Reading text:

╭──

Language of document :

Reference for a preliminary ruling from the Cour de cassation (Belgium) lodged on 23 December 2011 - Martin y Paz Diffusion SA v David Depuydt, Fabriek van Maroquinerie Gauquie SA

(Case C-661/11)

Language of the case: French

Referring court

Cour de cassation

Parties to the main proceedings

Applicant: Martin y Paz Diffusion SA

Defendants: David Depuydt, Fabriek van Maroquinerie Gauquie SA

Questions referred

1.1.    Must Article 5(1) and Article 8(1) of First Council Directive 89/104/EEC of 21 December 1988 to approximate the laws of the Member States relating to trade marks  be interpreted as meaning that the exclusive right conferred by the registered mark can definitively no longer be asserted by its proprietor against a third party, in respect of all goods covered by it at the time of registration:

-    where, for an extended period, the proprietor has shared the use of that mark with that third party in a form of co-ownership for part of the goods covered?

-    where, when that sharing was agreed, the proprietor gave the third party its irrevocable consent to use of that mark by the third party in respect of those goods?

1.2.    Must those articles be interpreted as meaning that application of a national rule, such as that according to which the proprietor of a right cannot exercise that right in a wrongful or abusive manner, can lead to a definitive prohibition on the exercise of that exclusive right for part of the goods covered or as meaning that that application must be restricted to penalising the wrongful or abusive exercise of that right in another way?

╰──

Written exercise 1: According to the preliminary ruling reference, on what date was the reference lodged?
Written exercise 2: Extend the preliminary ruling reference, picking up after its final sentence.

Supplied entries:

╭──

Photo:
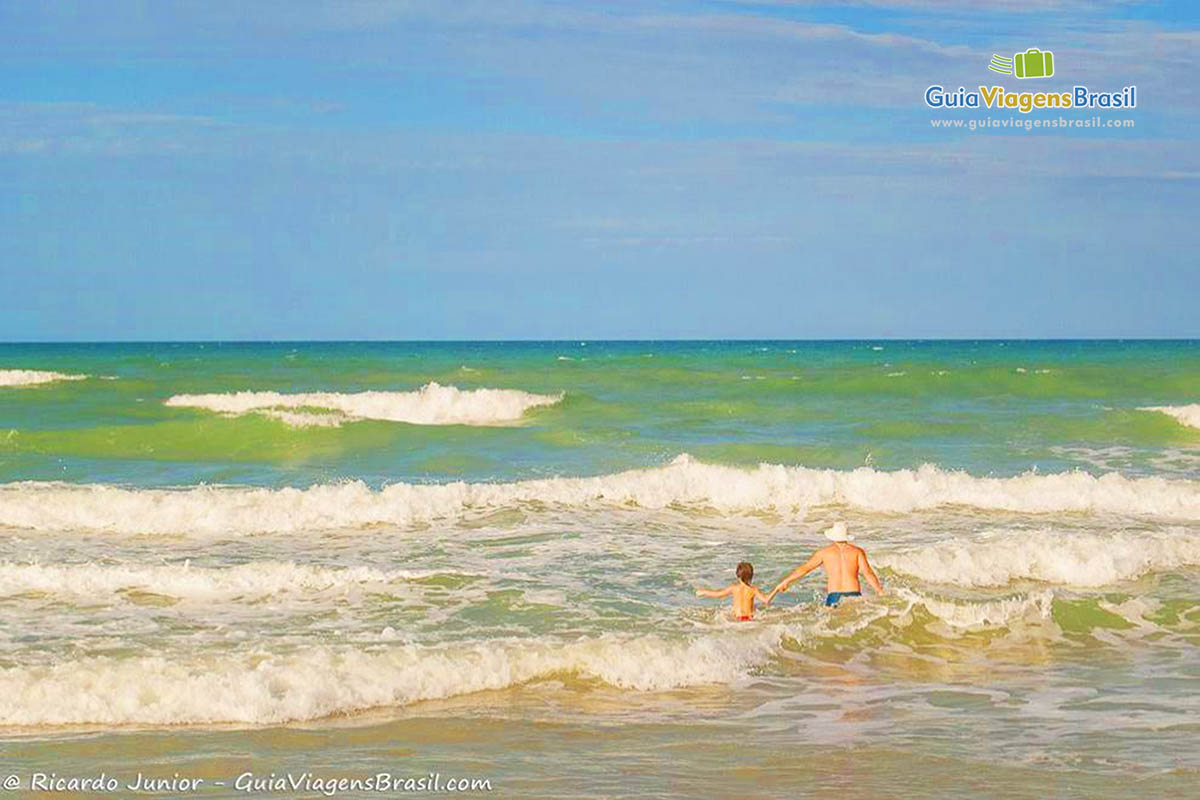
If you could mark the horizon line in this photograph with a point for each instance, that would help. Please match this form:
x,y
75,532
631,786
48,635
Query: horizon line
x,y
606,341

╰──
╭──

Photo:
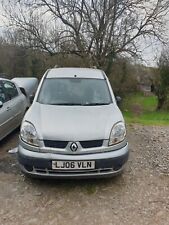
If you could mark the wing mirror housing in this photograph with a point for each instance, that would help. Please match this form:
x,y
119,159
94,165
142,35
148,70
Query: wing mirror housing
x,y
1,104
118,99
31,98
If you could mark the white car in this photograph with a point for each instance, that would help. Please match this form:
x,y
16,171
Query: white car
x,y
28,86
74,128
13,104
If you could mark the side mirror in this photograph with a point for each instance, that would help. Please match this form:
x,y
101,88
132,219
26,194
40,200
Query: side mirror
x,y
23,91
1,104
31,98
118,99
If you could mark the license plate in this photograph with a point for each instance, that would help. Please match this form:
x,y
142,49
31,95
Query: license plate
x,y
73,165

╰──
╭──

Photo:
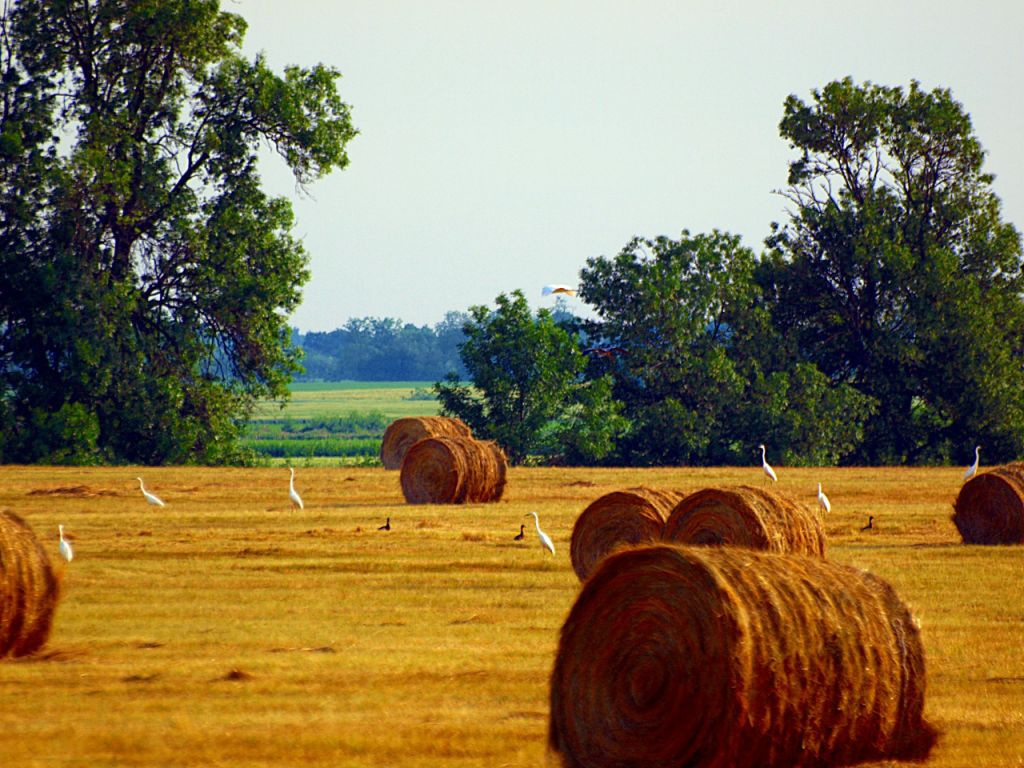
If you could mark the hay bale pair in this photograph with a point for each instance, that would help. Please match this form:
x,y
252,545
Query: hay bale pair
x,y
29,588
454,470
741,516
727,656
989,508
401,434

╰──

Expected answer 1: 23 December 2011

Expected answer 2:
2.1.    Must Article 5(1) and Article 8(1) of First Council Directive 89/104/EEC of 21 December 1988 to approximate the laws of the Member States relating to trade marks be interpreted as meaning that, where the proprietor of a registered mark ends its undertaking to a third party not to use that mark for certain goods and thus intends to recommence that use itself, the national court can none the less definitively prohibit it from recommencing that use of the mark on the ground that it amounts to unfair competition because of the resulting advantage to the proprietor of the publicity previously made for the mark by the third party and possible confusion in customers' minds, or must they be interpreted as meaning that the national court must adopt a different penalty which does not definitively prohibit the proprietor from recommencing use of the mark?

2.2    Must those articles be interpreted as meaning that a definitive prohibition on use by the proprietor is justified where the third party has, over a number of years, made investments in order to bring to the attention of the public the goods in respect of which the proprietor has authorised it to use the mark?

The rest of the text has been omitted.